### Extrait
==========

» Il y a eu trop d’événements qu’on ne maîtrisait pas « 

Sa vie et sa carrière sont marquées par  » un intello  » et  » un psychopathe « . Le gardien français venu des îles décrit ses deux premières années en rouge et bien d’autres choses.

On prépare le dernier clasico de la saison à l’Académie et c’est Yohann Thuram que le Standard a désigné pour le préfacer lors du point presse du vendredi. Comme d’habitude. Et ça a marché les trois premières fois.

C’est comment, cette étiquette de porte-bonheur du Standard avant les matches contre Anderlecht ?

Yohann Thuram : Je ne pense pas être le porte-bonheur du clasico. Ce sont des superstitions auxquelles certaines personnes s’accrochent, moi je ne leur donne pas plus d’importance que ça.

L’état d’esprit dans le groupe n’est plus du tout le même qu’après la victoire contre Anderlecht en début de play-offs ? A ce moment-là, le Standard était devenu un des favoris pour le titre, c’était aussi l’équipe qui jouait le mieux au foot.

Quand tu es compétiteur, tu n’as pas le droit de changer ton état d’esprit, tu dois toujours vouloir tout gagner. Que ce soit pour le titre, pour la deuxième place, pour la troisième,… C’est clair que nos chances de titre ont entre-temps pris du plomb dans l’aile mais on n’a pas le droit de se dire que notre saison est finie. Il reste des super matches à jouer.

Pourquoi ce creux après le très bon match à Bruges et la victoire contre Anderlecht ?

Si on savait pourquoi on a eu ce petit coup de moins bien… Si on le savait, on aurait su répondre très vite aux questions. Mais en foot, il y a des interrogations pour lesquelles tu ne trouves pas les réponses.

 » Tu te souviens d’où on vient ?  »

Les résultats n’ont plus suivi, le jeu non plus.

Comme tu dis, on a eu un petit coup de mou. Ça arrive à toutes les équipes. Malheureusement, pour nous, il est venu un peu trop tôt.

Le titre, vous y avez pensé après deux matches en play-offs ?

Bien sûr. Et même avant ça. Dans nos têtes, ça allait être compliqué mais pas impossible. Malheureusement, on a eu trop de hauts et de bas, il y a eu les épisodes avec les changements de coach et tout ça.

Le groupe est prêt à jouer deux matches supplémentaires contre le vainqueur des play-offs 2 ? Deux matches qui prolongeraient votre saison.

On ne se projette pas encore aussi loin. Mais mentalement, on doit être prêts à tous les cas de figure. On sait que c’est une possibilité.

Le Standard qui ne finit pas sur le podium, c’est un échec !

Non, je ne suis pas d’accord. C’est une déception. Ce n’est pas parce que tu n’arrives pas à atteindre les objectifs que c’est nécessairement un échec. Je te répète qu’on a été confrontés à trop d’événements qu’on ne maîtrisait pas, il y a eu pas mal de trucs dans notre saison. Mais je trouve qu’on s’est quand même bien relevés. Tu te souviens d’où on vient ?… De très loin. Les gens n’ont pas le droit de l’oublier. Ça a été très compliqué de se reprendre mais on l’a fait, ça prouve la force mentale du groupe.

==========

### Informations affichées

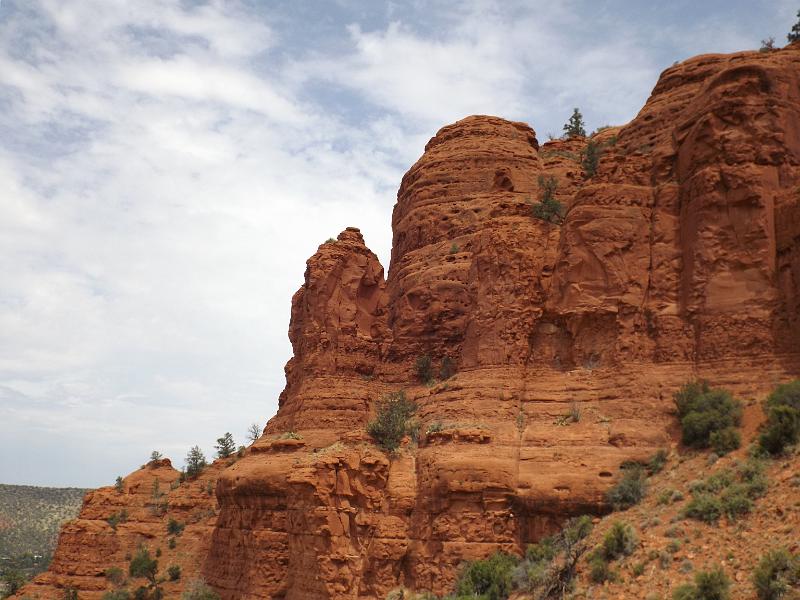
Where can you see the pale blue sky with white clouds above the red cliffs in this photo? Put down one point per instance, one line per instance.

==========

### Liste des tâches
A - Dans l'entretien avec Yohann Thuram, quel mot le gardien emploie-t-il pour parler d'un Standard qui ne finirait pas sur le podium ?
B - Poursuivez l'entretien avec Yohann Thuram à partir de sa dernière phrase.

### Réponses rédigées
A - Il ne parle pas d'échec mais de déception.

B -
 » Les critiques entrent à gauche, sortent à droite…  »

Il t’a fallu une quinzaine de mois avant de t’installer dans le but. Qu’est-ce que tu as ressenti pendant cette période-là ? Du découragement ? De la haine ? Un sentiment d’injustice ? De l’incompréhension ?

Un mélange de tout ça. Eiji Kawashima était bon, je comprenais la situation mais je ne l’admettais pas. Je sortais d’une grosse saison en France et j’étais venu ici pour jouer. Là, subitement, j’étais freiné dans mon élan. Pour x raisons. Bonnes ou pas. Je me suis posé des questions, j’ai même commencé à douter de moi. Je me suis demandé si mon niveau était assez élevé par rapport aux attentes d’un club comme le Standard. Ça a été une période délicate à vivre mais j’en suis sorti plus fort. Parce que, comme d’habitude, j’ai tiré les choses positives.

Tu es bien entré dans l’équipe, avec quelques très bons matches au début, puis tu as commencé à faire quelques petites erreurs… Tu as paniqué, tu as craint de devoir retourner très vite sur le banc ?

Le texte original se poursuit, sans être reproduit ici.